Stated task
Extract the line that contains "For the evaluation, point out each instance of the dirt" and every line after it to the end of the records below, exactly as written and nothing else.
+++
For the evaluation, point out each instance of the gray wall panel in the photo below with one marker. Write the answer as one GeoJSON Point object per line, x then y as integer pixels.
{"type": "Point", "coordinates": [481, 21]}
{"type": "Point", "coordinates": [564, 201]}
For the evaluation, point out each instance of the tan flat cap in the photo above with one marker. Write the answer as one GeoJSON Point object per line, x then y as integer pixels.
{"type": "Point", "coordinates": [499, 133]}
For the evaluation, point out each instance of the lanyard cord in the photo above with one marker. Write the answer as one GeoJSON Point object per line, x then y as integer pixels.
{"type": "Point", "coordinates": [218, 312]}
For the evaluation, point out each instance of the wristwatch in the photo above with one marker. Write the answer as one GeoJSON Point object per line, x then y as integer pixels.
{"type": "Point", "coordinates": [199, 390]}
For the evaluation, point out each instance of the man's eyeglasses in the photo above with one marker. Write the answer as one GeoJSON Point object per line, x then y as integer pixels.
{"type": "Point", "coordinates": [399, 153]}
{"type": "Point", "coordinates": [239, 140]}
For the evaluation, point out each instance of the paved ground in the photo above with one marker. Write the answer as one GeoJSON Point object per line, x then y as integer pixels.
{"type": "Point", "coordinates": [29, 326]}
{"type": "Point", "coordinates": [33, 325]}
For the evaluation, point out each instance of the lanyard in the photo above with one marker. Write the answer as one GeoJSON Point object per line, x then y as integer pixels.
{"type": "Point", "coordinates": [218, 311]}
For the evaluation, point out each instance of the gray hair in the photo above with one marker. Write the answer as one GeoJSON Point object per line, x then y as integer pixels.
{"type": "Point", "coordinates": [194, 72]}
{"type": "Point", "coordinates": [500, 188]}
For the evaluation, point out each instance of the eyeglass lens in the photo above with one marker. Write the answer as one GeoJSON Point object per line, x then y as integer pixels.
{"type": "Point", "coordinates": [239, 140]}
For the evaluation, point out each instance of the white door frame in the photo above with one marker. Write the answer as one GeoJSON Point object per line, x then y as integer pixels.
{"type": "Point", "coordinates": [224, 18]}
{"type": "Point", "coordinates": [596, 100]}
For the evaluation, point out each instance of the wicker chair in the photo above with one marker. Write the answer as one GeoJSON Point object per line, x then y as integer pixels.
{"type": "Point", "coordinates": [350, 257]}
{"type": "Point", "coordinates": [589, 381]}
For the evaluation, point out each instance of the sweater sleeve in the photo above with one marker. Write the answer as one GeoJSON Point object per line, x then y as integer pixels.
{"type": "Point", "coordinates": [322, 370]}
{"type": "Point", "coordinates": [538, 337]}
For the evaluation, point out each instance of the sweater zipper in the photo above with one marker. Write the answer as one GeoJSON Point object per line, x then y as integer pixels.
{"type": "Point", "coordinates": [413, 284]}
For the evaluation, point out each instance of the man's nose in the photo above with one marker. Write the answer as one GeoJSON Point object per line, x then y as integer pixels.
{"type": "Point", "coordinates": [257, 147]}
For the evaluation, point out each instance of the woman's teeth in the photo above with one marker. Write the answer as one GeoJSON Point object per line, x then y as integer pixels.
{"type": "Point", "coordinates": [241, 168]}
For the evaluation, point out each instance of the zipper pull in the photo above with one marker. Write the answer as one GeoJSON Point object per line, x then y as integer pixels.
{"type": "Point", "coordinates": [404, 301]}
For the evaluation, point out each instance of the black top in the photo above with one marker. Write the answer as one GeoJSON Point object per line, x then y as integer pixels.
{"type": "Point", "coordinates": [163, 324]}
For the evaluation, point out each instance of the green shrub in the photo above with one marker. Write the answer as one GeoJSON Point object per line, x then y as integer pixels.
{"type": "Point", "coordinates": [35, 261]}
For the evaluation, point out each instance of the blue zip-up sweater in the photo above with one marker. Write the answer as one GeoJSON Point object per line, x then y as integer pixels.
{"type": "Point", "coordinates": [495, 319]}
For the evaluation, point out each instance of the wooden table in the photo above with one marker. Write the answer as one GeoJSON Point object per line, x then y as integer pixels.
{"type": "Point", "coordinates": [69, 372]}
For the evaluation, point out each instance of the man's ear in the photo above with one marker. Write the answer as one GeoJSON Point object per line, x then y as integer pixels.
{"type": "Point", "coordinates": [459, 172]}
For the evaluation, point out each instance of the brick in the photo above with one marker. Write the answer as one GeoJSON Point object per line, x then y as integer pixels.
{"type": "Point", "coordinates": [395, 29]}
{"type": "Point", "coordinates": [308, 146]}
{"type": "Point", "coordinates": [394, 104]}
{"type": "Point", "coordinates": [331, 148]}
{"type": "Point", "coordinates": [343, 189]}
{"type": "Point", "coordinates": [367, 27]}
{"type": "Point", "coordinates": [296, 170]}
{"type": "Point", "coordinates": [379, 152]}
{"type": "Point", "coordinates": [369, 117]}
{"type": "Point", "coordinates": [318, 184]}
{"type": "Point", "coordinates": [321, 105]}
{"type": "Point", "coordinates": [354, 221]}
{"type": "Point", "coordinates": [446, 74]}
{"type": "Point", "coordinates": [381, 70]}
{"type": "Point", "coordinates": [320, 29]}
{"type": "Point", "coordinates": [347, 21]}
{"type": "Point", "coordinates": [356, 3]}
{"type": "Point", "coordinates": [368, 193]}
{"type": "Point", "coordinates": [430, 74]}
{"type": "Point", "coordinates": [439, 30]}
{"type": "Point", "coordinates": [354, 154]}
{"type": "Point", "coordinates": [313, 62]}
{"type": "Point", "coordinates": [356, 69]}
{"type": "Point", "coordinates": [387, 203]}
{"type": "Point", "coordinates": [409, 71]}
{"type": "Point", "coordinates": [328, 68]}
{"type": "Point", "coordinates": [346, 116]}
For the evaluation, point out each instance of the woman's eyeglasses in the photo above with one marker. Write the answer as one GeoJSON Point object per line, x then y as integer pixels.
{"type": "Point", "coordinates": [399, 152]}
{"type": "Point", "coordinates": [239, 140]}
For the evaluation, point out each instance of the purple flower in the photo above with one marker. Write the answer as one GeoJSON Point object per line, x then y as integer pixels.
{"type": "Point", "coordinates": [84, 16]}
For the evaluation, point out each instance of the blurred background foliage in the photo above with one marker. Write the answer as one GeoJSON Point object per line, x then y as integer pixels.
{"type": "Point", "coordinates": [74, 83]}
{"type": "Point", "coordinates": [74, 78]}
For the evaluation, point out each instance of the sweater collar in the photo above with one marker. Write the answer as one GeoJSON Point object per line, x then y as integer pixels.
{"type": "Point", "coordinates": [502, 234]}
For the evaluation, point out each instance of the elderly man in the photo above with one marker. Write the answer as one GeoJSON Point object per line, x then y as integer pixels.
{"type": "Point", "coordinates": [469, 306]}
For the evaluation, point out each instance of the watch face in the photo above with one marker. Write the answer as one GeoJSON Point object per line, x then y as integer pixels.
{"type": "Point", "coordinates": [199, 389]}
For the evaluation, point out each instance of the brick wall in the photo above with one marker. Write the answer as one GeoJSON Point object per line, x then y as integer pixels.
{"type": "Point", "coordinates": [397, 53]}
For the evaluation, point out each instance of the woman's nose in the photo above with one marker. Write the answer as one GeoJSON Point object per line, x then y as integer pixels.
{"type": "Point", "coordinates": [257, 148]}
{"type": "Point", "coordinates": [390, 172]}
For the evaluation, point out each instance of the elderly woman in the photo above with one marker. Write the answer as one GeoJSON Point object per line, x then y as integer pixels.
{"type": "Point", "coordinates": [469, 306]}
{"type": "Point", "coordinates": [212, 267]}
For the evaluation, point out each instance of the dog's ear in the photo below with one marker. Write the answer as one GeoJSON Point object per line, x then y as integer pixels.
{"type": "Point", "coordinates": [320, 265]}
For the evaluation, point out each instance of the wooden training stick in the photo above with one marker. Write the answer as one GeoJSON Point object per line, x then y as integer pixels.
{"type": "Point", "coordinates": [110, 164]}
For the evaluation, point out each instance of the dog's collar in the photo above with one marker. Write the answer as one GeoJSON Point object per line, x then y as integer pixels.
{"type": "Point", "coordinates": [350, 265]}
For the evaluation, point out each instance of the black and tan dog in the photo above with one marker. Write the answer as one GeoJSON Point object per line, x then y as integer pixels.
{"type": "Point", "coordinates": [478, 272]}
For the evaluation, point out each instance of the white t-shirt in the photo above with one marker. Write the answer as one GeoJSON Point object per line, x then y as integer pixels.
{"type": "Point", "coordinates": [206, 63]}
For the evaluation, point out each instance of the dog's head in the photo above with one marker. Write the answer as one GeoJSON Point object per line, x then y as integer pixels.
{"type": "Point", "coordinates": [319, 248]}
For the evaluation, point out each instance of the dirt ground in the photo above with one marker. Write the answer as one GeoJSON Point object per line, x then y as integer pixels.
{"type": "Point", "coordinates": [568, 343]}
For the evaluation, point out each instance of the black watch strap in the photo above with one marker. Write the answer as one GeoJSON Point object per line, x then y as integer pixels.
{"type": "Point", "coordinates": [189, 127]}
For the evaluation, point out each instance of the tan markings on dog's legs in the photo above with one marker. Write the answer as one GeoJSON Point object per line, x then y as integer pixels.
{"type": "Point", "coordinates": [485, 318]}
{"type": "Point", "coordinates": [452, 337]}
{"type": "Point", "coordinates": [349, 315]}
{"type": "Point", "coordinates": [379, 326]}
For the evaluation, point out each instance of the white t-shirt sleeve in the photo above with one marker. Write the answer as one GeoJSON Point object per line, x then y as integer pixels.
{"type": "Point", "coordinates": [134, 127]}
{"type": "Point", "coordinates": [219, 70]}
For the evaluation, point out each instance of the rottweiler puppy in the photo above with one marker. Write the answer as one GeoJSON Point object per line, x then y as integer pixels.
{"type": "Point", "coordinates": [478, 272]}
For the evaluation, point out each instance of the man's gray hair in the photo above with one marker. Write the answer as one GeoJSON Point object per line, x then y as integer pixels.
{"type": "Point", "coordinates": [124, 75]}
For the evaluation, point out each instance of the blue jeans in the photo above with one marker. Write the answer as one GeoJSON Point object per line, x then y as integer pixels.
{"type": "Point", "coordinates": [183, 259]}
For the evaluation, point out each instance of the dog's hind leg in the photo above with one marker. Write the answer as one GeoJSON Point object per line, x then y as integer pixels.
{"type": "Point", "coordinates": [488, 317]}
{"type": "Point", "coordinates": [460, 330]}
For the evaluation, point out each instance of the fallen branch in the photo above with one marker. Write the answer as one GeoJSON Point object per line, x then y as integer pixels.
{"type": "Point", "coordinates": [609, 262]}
+++
Complete answer
For the evaluation, point out each instance of the dirt ground in the photo above with one marker. Write the answer as one GeoJSON Point object per line, x then y as integer pixels.
{"type": "Point", "coordinates": [568, 343]}
For the evaluation, point out each instance of the black watch strap in the photo above with one marker. Write the answer as one GeoJSON Point object per line, x then y as integer pixels.
{"type": "Point", "coordinates": [189, 127]}
For the evaluation, point out each instance of the tan markings on dog's legs in the photo above with one marker. Write the answer as one GeoJSON Point object per line, x then y as integer pixels.
{"type": "Point", "coordinates": [485, 318]}
{"type": "Point", "coordinates": [452, 337]}
{"type": "Point", "coordinates": [349, 315]}
{"type": "Point", "coordinates": [379, 326]}
For the evaluation, point out each instance of the white t-shirt sleeve in the photo above with one marker. Write the answer as one GeoJSON Point object per line, x then y as integer pixels.
{"type": "Point", "coordinates": [134, 127]}
{"type": "Point", "coordinates": [219, 70]}
For the evaluation, point out each instance of the rottweiler puppy in the photo above with one marker. Write the answer as one GeoJSON Point object per line, x then y as integer pixels.
{"type": "Point", "coordinates": [478, 272]}
For the evaluation, point out each instance of the man's gray hair in the photo above with one marker. Write the answer as one GeoJSON Point object per line, x then y as integer pixels.
{"type": "Point", "coordinates": [124, 75]}
For the evaluation, point out each instance of the blue jeans in the photo above with one marker. Write the answer as one GeoJSON Point object per line, x then y as integer pixels.
{"type": "Point", "coordinates": [183, 259]}
For the evaluation, point out each instance of the dog's hind leg in the photo above with one marker. Write the answer as one GeoJSON Point object per line, x then y as integer pixels.
{"type": "Point", "coordinates": [488, 317]}
{"type": "Point", "coordinates": [460, 330]}
For the evaluation, point out each instance of the fallen branch in the photo above with one marker. Write the answer as one GeoJSON Point object per line, x then y as integer pixels.
{"type": "Point", "coordinates": [609, 262]}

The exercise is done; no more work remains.